**Stated task A**. Edit the note about the recording as follows: restate it starting at "The authors of" and ending at "a noise effect.", with "youtube" replaced by "the video site".
**Stated task B**.
Using the note about the recording, decide whether each statement agrees with it. Answer yes or no for each and quote the deciding words.
(i) The authors used the word in question three times in the story.
(ii) The word was bleeped out with a noise effect for youtube.
(iii) The passages in question were re-recorded so that the replacement would fit in seamlessly.
**Stated task C**.
Answer these questions from the note about the recording, one per line and labeled to match:
(i) On which site was the version recorded as written posted?
(ii) How many times did the authors use the word considered too naughty for youtube?

The authors of this story, rather unfortunately, felt the need to use a word in this story too naughty for youtube. Three times. I recorded it as written, and have posted that version over on Bitchute if you want to go find my channel over there. Otherwise, for purposes of youtube, I replaced the verbode woord with "Africans", but did not specifically re-record the passages in question to fit the word in seamlessly, so when you hear the word "Africans" and it doesn't sound like it fits cleanly in with the neighboring words, that's my drop-in replacement to censor to forbidden word rather than bleeping it out with a noise effect.

**Data**.
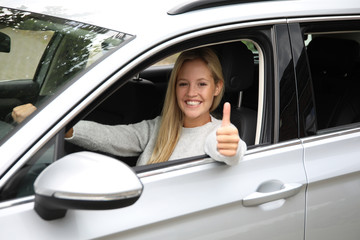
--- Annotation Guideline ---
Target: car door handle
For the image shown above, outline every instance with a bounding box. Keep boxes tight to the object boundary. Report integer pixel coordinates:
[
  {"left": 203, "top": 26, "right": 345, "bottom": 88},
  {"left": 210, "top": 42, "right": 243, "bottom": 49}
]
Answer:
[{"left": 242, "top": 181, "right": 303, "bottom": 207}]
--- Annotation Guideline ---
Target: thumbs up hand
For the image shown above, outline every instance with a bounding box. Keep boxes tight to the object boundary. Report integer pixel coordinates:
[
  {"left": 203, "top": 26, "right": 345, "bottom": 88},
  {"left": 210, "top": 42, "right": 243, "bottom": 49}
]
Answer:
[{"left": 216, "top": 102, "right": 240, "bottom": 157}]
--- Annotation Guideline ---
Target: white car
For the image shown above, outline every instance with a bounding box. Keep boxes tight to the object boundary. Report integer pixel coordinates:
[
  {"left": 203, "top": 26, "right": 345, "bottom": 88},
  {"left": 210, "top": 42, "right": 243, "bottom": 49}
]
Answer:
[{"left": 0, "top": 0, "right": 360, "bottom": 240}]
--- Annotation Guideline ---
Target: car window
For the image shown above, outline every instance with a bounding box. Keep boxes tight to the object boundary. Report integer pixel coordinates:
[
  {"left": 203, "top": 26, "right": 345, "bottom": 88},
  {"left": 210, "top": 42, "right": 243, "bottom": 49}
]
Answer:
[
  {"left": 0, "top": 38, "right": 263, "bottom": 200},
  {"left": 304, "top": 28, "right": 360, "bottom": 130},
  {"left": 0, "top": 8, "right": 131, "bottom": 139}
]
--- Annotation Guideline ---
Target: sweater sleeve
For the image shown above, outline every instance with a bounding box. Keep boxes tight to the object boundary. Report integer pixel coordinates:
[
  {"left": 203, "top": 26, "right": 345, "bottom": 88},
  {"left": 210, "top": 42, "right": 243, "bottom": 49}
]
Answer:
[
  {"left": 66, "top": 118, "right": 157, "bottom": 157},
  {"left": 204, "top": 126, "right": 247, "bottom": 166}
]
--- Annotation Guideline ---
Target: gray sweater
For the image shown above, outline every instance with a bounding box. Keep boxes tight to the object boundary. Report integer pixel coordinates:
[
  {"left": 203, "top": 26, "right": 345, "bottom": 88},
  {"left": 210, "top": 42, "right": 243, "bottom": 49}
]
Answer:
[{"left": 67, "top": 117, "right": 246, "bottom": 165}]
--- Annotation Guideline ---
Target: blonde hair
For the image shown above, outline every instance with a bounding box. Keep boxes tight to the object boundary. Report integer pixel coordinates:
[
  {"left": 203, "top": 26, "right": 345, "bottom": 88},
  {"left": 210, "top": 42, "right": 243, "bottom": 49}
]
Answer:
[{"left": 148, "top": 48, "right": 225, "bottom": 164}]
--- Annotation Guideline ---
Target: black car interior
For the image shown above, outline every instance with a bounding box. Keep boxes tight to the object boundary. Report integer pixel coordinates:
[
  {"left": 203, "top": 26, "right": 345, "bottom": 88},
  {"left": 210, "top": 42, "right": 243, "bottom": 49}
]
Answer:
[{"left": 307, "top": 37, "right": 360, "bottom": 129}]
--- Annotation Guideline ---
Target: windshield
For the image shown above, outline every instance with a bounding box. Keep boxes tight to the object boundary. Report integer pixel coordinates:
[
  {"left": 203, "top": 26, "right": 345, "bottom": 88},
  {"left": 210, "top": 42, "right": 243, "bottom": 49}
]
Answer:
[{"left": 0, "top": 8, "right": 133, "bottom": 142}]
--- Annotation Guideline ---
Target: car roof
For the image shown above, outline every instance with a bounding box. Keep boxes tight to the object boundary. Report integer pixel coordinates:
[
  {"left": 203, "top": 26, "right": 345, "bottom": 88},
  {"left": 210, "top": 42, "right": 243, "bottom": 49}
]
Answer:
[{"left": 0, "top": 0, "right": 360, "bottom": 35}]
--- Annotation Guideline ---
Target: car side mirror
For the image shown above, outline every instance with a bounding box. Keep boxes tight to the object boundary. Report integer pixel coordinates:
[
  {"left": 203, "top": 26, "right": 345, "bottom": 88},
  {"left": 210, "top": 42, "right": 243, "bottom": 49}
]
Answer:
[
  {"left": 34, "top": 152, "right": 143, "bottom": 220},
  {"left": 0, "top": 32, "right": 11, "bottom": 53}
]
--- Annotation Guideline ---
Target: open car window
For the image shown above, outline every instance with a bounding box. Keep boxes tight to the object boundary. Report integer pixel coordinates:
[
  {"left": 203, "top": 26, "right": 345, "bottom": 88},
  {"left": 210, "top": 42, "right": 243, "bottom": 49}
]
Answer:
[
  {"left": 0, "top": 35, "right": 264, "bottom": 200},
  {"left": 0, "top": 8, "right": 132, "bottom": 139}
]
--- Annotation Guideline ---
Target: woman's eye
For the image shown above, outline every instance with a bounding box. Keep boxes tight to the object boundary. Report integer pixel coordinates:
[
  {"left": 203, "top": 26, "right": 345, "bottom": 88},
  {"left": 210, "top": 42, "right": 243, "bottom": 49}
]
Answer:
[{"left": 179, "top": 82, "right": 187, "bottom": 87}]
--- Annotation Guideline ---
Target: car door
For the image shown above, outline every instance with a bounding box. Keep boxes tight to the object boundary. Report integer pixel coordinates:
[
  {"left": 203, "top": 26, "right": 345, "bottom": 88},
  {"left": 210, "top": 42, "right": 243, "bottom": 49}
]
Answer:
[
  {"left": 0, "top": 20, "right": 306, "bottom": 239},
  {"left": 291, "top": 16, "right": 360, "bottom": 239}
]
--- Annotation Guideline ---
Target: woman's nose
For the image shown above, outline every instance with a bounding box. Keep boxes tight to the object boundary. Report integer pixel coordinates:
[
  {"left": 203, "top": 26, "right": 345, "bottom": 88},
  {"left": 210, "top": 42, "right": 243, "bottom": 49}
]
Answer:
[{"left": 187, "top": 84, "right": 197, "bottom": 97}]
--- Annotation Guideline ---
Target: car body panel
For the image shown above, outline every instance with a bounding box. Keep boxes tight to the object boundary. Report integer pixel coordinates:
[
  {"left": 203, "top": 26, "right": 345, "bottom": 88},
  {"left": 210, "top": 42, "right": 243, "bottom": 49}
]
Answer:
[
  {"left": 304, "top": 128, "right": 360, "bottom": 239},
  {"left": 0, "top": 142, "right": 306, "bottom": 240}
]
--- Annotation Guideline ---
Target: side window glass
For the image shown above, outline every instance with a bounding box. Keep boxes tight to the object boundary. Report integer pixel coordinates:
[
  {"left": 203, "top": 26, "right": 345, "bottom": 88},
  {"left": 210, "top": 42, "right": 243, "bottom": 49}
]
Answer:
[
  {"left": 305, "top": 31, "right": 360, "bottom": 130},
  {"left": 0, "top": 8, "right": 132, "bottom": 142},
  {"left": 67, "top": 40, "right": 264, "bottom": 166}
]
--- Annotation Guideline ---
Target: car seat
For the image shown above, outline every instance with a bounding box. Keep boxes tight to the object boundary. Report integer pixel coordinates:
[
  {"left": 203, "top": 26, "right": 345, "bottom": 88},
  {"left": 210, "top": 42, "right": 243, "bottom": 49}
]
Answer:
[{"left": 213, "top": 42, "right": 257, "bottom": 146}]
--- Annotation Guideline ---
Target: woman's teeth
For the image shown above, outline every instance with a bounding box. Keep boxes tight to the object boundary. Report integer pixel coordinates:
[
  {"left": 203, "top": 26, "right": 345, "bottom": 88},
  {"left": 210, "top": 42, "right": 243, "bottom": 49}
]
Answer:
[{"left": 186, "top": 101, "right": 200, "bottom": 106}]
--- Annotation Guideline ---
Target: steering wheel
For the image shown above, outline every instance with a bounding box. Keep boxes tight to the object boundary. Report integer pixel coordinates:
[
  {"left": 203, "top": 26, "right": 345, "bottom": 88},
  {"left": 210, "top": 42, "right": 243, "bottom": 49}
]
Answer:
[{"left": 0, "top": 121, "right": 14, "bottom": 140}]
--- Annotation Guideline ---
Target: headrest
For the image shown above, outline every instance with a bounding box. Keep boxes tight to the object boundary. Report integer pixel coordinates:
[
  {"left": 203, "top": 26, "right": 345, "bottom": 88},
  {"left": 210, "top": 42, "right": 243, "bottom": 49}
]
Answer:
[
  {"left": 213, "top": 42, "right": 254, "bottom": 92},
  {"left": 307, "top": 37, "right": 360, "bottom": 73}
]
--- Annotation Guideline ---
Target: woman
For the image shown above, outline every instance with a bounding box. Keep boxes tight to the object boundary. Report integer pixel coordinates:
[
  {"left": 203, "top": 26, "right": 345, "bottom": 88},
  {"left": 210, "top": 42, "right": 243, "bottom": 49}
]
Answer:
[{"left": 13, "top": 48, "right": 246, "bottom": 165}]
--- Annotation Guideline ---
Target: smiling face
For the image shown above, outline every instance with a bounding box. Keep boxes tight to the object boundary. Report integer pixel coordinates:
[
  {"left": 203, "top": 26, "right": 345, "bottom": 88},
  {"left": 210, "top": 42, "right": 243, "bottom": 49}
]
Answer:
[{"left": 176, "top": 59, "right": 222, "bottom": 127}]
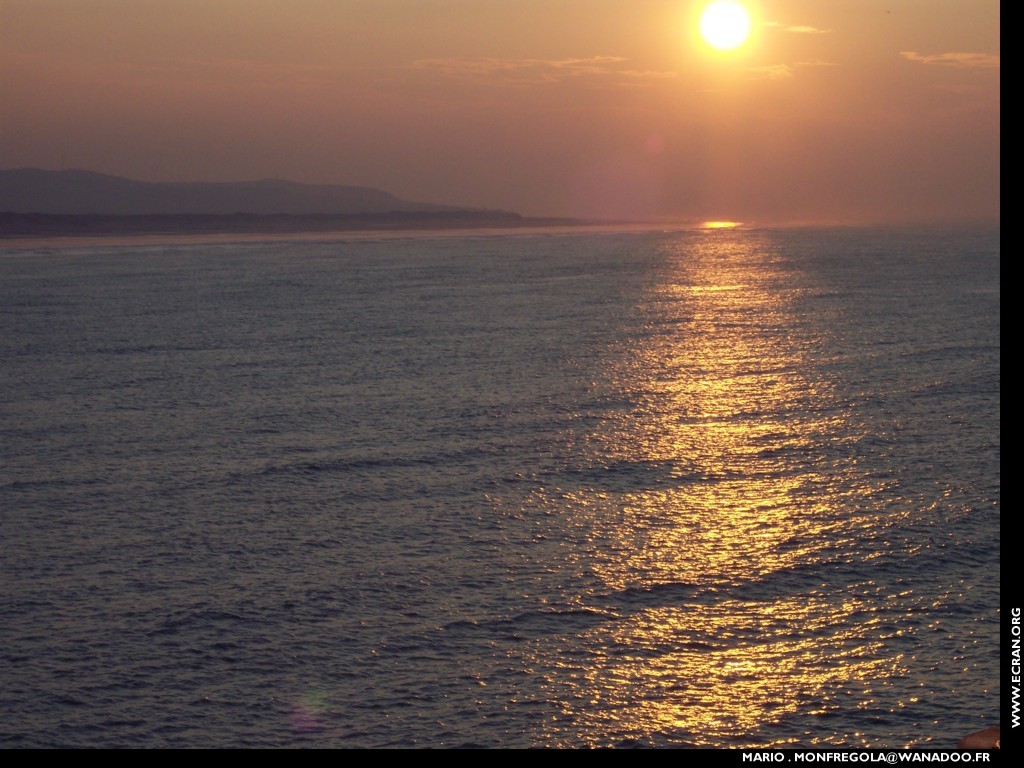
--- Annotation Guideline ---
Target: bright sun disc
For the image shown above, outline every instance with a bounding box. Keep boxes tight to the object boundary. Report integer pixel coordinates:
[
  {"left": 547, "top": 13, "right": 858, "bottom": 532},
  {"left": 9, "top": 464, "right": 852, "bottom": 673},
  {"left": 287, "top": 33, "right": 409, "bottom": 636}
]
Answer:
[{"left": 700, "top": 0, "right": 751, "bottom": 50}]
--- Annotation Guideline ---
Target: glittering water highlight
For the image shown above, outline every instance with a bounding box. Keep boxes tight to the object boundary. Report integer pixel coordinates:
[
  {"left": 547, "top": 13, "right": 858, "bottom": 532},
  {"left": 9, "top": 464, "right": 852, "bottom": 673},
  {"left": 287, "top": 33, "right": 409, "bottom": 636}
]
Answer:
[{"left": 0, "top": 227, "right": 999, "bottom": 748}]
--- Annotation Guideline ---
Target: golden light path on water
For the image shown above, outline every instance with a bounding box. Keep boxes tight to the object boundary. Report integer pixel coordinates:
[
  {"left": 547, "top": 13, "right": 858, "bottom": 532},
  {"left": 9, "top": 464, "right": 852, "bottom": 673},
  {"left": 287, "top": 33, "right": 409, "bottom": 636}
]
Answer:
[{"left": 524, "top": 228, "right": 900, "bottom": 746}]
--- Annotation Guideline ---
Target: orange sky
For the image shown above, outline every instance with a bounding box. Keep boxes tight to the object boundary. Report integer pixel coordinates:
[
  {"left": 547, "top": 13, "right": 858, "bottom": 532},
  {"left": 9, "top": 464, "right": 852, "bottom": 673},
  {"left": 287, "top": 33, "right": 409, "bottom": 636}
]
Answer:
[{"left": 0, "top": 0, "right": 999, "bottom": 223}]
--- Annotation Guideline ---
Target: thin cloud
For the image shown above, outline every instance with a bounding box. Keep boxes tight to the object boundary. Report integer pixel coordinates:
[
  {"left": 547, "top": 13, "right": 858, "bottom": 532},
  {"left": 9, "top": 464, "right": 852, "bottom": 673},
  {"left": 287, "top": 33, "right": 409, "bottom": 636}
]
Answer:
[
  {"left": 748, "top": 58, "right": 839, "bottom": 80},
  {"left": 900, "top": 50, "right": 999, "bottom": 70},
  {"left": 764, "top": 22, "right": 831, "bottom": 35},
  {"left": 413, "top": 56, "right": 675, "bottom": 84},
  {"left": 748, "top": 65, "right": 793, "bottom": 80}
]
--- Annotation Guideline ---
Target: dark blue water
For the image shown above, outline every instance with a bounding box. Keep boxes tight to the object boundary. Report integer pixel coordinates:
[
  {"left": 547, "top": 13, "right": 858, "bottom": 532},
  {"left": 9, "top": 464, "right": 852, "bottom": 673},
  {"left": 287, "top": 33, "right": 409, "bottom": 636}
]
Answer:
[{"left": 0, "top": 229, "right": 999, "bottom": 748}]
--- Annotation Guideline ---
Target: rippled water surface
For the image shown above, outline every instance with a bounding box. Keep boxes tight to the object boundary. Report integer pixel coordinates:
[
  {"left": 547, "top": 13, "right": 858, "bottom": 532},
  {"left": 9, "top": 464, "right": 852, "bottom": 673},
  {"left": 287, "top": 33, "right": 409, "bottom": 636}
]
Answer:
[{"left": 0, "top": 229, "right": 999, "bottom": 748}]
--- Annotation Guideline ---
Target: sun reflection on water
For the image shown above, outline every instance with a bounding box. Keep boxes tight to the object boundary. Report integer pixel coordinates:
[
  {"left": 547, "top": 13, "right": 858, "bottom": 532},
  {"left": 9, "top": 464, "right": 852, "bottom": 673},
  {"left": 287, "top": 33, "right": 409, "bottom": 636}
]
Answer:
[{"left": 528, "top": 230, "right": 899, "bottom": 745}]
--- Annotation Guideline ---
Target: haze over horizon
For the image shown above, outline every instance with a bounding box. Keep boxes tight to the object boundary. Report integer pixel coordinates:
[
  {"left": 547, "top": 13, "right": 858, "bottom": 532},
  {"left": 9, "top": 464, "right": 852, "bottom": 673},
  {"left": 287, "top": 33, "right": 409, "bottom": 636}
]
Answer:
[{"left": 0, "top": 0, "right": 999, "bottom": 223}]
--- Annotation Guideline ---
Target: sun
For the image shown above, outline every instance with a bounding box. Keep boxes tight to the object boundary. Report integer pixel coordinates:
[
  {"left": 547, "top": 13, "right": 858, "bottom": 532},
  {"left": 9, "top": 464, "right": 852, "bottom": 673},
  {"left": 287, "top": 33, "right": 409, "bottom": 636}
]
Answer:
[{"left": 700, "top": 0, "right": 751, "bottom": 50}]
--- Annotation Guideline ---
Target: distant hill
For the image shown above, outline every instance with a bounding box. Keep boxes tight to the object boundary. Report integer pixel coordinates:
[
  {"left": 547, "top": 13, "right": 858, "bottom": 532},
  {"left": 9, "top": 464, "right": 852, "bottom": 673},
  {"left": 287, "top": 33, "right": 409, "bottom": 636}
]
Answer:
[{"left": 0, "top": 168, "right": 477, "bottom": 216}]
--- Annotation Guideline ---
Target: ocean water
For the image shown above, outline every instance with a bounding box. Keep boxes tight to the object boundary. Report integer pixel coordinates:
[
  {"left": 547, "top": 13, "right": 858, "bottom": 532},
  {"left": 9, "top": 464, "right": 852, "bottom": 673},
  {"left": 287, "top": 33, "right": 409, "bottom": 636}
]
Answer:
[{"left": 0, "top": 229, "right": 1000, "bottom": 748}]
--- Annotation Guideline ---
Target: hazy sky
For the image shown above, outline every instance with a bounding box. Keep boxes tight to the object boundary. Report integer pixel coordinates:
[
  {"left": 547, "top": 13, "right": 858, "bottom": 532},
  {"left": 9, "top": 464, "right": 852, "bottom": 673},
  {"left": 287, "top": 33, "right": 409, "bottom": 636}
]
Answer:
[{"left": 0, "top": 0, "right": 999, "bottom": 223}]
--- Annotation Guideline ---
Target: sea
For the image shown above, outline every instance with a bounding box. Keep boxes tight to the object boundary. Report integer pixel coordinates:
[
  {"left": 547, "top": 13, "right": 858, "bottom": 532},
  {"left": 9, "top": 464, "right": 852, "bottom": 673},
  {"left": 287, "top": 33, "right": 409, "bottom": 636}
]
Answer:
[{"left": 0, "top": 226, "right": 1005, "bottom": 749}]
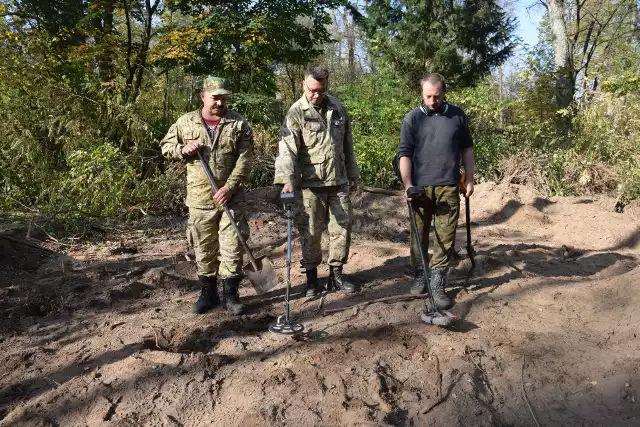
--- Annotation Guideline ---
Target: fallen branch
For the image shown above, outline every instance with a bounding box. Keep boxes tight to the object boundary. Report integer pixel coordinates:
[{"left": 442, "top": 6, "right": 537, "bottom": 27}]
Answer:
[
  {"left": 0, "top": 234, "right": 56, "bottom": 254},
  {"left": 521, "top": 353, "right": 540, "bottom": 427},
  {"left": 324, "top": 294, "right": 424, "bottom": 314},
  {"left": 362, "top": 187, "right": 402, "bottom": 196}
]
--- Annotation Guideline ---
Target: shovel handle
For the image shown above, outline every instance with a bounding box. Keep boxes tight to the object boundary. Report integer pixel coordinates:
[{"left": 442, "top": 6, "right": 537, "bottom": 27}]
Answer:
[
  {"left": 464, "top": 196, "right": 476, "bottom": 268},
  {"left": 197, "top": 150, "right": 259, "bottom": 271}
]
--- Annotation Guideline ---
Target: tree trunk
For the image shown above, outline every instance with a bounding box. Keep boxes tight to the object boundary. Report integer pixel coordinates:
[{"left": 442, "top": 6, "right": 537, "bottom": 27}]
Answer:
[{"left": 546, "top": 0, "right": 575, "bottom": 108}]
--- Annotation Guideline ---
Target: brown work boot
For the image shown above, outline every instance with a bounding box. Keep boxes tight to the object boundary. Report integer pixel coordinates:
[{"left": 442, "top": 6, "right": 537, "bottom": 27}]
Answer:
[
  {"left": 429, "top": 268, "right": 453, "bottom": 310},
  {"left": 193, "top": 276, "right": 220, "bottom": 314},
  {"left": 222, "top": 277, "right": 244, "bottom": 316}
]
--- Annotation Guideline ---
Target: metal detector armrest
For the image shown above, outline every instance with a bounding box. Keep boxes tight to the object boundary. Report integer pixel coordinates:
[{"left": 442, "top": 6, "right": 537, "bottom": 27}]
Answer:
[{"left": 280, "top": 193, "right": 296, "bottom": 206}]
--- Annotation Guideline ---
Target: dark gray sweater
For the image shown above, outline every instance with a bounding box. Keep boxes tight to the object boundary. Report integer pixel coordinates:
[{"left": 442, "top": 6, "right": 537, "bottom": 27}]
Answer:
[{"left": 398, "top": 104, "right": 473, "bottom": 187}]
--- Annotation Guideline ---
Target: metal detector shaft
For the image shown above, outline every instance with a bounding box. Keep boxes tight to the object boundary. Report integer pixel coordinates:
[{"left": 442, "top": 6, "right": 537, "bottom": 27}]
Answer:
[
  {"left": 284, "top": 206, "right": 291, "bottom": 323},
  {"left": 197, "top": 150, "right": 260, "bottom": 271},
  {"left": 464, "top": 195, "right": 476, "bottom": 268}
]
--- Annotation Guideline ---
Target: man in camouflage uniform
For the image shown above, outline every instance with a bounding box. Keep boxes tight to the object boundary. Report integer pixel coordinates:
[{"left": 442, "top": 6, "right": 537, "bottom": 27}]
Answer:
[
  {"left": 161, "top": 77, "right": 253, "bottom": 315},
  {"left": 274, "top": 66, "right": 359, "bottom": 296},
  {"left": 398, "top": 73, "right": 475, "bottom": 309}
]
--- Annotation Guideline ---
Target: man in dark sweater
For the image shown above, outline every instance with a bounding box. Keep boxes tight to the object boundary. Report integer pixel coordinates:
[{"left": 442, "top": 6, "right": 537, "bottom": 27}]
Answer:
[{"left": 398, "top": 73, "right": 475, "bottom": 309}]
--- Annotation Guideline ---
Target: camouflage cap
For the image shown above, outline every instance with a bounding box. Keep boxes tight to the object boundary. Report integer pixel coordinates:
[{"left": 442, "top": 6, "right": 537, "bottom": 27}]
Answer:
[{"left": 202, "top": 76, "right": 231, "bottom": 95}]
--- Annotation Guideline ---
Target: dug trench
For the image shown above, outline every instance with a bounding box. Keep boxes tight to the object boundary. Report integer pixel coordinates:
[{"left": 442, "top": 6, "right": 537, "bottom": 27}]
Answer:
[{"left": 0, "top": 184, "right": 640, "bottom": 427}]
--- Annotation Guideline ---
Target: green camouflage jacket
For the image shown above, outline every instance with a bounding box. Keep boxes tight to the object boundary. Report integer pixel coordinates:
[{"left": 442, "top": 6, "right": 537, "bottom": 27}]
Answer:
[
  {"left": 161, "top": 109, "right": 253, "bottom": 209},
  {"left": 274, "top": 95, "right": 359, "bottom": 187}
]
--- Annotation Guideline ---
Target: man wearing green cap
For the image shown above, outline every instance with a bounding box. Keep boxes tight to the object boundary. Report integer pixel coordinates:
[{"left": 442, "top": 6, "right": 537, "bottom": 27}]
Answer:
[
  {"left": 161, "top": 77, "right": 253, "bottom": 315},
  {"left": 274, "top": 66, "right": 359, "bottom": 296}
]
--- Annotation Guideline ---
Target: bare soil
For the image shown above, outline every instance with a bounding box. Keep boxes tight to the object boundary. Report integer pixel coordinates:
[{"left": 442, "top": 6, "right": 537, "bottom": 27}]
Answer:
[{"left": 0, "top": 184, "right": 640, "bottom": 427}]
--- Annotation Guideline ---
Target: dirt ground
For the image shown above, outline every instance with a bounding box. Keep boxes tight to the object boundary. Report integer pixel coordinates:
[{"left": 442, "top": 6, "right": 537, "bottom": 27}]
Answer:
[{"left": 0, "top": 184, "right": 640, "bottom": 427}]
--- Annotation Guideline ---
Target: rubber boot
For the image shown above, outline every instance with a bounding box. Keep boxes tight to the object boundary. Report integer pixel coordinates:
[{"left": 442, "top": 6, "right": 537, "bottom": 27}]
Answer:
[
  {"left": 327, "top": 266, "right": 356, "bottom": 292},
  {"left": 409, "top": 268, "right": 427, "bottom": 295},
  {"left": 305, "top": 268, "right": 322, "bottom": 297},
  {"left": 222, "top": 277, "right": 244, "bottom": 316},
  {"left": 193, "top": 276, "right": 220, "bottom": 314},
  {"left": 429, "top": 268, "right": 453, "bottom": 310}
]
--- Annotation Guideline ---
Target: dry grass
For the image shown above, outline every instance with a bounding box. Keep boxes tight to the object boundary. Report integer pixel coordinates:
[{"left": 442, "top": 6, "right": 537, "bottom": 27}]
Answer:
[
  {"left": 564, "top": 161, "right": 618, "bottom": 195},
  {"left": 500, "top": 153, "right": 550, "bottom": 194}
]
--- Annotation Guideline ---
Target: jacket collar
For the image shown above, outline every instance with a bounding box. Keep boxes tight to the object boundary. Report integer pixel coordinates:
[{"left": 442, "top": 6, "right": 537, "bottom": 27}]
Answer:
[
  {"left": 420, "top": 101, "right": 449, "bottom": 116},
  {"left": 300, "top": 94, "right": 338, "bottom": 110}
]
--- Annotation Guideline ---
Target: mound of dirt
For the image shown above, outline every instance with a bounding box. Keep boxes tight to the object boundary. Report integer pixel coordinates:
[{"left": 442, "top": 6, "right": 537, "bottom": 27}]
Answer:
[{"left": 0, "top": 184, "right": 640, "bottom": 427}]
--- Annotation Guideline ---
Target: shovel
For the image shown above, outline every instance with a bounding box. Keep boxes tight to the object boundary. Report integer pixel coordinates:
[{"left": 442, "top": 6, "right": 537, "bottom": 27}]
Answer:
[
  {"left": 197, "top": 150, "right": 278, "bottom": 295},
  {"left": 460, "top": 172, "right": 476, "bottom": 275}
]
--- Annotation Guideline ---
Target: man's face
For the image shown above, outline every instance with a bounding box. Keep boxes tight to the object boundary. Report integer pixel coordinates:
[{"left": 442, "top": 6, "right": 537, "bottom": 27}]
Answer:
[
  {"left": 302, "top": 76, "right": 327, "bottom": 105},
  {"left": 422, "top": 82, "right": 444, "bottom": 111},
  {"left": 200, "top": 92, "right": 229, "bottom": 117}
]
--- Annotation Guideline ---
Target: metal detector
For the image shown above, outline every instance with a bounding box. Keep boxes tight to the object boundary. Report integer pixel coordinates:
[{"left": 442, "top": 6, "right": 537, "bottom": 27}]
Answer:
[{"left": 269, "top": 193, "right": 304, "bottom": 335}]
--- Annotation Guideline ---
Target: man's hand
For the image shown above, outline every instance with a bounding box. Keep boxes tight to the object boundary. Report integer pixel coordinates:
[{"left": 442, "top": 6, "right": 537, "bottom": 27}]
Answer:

**Task response A**.
The authors of this story, rather unfortunately, felt the need to use a word in this story too naughty for the video site. Three times. I recorded it as written, and have posted that version over on Bitchute if you want to go find my channel over there. Otherwise, for purposes of the video site, I replaced the verbode woord with "Africans", but did not specifically re-record the passages in question to fit the word in seamlessly, so when you hear the word "Africans" and it doesn't sound like it fits cleanly in with the neighboring words, that's my drop-in replacement to censor to forbidden word rather than bleeping it out with a noise effect.

**Task response B**.
(i) Yes: "Three times."
(ii) No: "rather than bleeping it out with a noise effect"
(iii) No: "did not specifically re-record the passages in question to fit the word in seamlessly"

**Task response C**.
(i) Bitchute
(ii) Three times